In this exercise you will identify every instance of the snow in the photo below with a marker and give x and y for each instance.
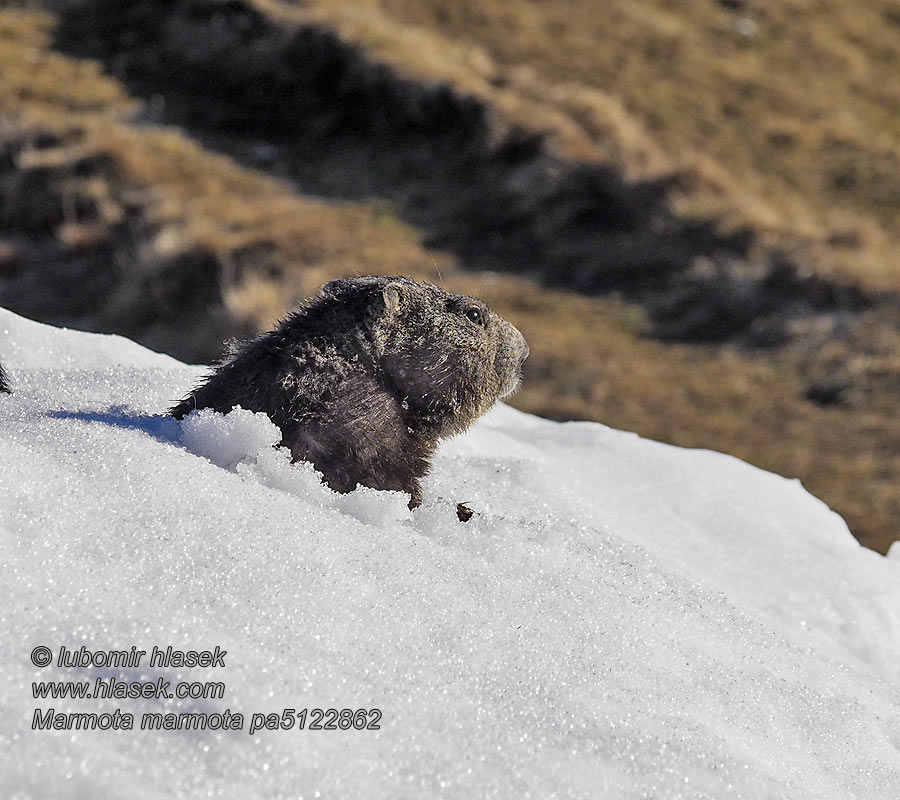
(621, 618)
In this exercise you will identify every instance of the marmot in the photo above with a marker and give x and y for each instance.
(367, 377)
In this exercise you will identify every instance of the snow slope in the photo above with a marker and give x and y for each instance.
(621, 618)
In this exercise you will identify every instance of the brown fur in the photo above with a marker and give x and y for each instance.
(366, 378)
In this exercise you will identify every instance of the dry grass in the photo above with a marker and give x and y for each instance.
(781, 116)
(654, 86)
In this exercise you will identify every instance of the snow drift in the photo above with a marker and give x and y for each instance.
(621, 618)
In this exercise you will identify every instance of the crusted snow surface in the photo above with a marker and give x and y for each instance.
(620, 618)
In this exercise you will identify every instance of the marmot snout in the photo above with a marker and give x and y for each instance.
(367, 377)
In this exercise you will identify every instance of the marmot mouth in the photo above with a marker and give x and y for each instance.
(511, 388)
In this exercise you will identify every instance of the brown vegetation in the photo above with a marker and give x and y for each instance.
(728, 171)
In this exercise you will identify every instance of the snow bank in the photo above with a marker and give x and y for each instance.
(620, 618)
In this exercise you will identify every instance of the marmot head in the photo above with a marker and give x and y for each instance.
(448, 357)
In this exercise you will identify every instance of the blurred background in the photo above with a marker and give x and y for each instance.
(690, 208)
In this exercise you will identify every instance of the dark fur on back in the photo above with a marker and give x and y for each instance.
(368, 376)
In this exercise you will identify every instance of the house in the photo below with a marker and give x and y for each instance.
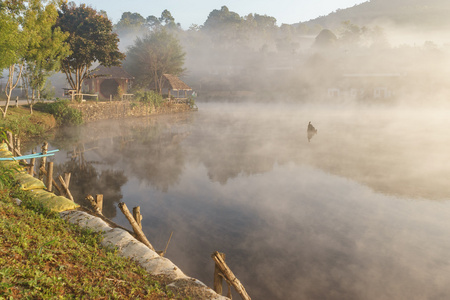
(175, 87)
(366, 86)
(107, 82)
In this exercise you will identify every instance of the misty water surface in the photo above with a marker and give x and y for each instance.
(360, 212)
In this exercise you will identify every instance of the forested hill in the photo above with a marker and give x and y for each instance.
(418, 14)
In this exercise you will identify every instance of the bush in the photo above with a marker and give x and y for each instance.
(63, 113)
(149, 97)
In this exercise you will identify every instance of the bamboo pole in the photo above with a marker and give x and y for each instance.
(49, 176)
(137, 216)
(32, 163)
(218, 282)
(97, 203)
(229, 276)
(139, 233)
(43, 160)
(66, 188)
(10, 141)
(67, 179)
(53, 182)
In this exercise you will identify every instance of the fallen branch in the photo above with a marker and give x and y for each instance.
(65, 187)
(138, 231)
(229, 276)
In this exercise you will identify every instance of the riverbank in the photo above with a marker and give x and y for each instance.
(95, 111)
(42, 256)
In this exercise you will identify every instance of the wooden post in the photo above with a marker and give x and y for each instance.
(139, 233)
(17, 145)
(229, 276)
(67, 179)
(43, 160)
(97, 203)
(137, 215)
(65, 187)
(11, 141)
(218, 288)
(49, 176)
(53, 182)
(32, 163)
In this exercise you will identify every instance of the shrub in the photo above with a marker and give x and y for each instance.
(149, 97)
(63, 113)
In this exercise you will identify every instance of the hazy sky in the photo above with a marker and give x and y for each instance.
(189, 12)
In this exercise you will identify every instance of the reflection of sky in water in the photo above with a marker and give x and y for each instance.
(313, 236)
(342, 217)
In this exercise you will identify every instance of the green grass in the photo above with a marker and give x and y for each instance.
(20, 121)
(43, 257)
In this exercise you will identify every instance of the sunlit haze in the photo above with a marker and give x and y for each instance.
(195, 12)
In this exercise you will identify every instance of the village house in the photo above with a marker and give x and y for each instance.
(109, 82)
(366, 86)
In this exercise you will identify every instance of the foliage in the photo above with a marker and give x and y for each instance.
(19, 121)
(62, 111)
(151, 57)
(43, 257)
(49, 45)
(91, 40)
(149, 97)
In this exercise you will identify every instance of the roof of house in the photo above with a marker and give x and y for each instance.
(111, 72)
(175, 83)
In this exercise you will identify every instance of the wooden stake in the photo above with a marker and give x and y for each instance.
(11, 141)
(65, 187)
(49, 176)
(137, 216)
(97, 203)
(167, 245)
(67, 179)
(218, 287)
(17, 146)
(53, 182)
(32, 163)
(139, 233)
(229, 276)
(43, 160)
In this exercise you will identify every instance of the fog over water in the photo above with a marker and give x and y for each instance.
(359, 212)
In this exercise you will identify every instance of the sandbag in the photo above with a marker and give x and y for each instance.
(28, 182)
(53, 202)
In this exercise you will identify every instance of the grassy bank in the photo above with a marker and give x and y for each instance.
(43, 257)
(20, 121)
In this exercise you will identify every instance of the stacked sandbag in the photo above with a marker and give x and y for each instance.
(34, 185)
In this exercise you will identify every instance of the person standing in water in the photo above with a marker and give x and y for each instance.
(311, 131)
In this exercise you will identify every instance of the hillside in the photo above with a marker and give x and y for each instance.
(415, 14)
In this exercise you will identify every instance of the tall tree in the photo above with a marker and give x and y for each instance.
(91, 40)
(151, 57)
(48, 45)
(14, 41)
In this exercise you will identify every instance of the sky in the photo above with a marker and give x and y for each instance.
(188, 12)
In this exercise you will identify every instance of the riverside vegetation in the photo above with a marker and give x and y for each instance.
(43, 257)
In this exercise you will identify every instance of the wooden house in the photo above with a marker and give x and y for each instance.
(106, 81)
(174, 87)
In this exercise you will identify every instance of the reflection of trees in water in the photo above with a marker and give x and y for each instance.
(87, 179)
(155, 158)
(241, 148)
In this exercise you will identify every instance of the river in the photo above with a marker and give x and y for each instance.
(360, 211)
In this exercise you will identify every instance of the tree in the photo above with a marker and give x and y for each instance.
(152, 56)
(48, 46)
(91, 40)
(14, 40)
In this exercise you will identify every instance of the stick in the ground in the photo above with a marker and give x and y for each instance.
(139, 233)
(229, 276)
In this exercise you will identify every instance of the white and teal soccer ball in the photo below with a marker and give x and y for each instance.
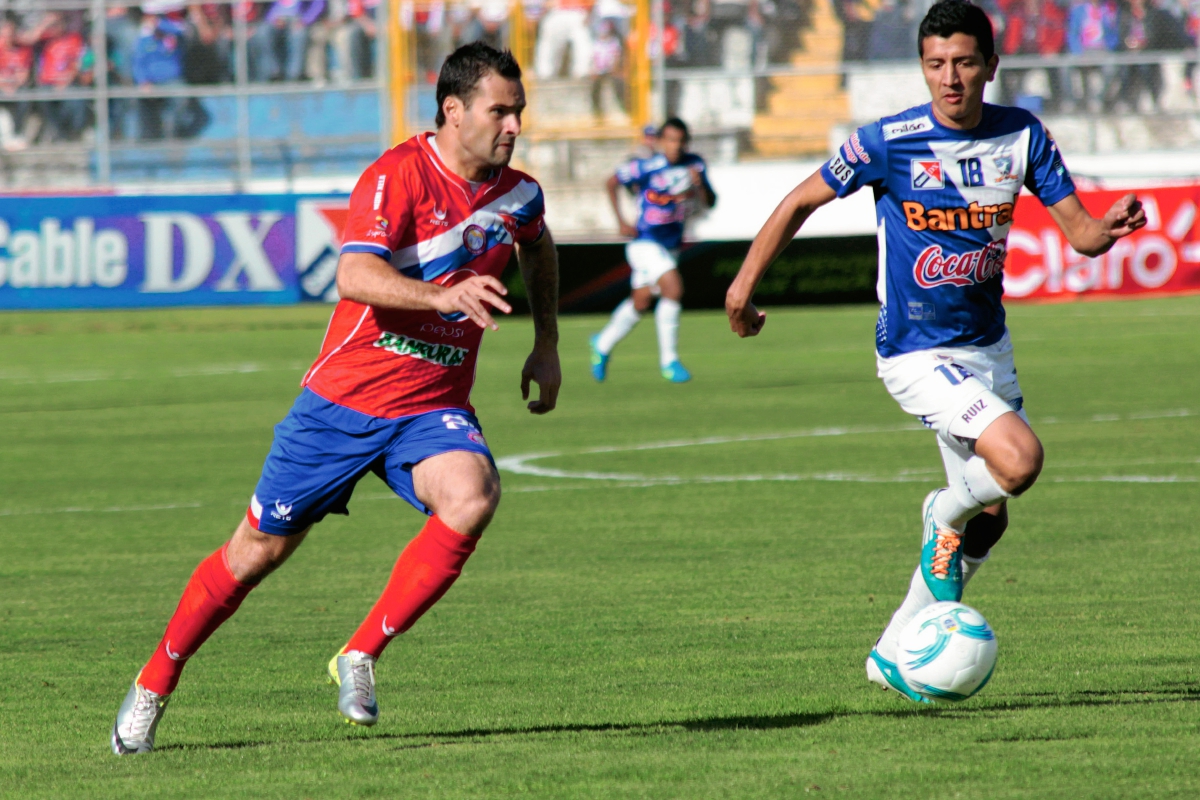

══════════

# Objective:
Filter the listing above and copy each line that contains the word "reflection", treating uppercase and lowercase as different.

# Worked answer:
In this exercise you will identify every instance of the reflection of sky in water in the photo above with a marker and give x and y for each instance.
In this exercise you will identify every instance of the reflection of trees in water in the photo above with a marker and give x and y for each instance.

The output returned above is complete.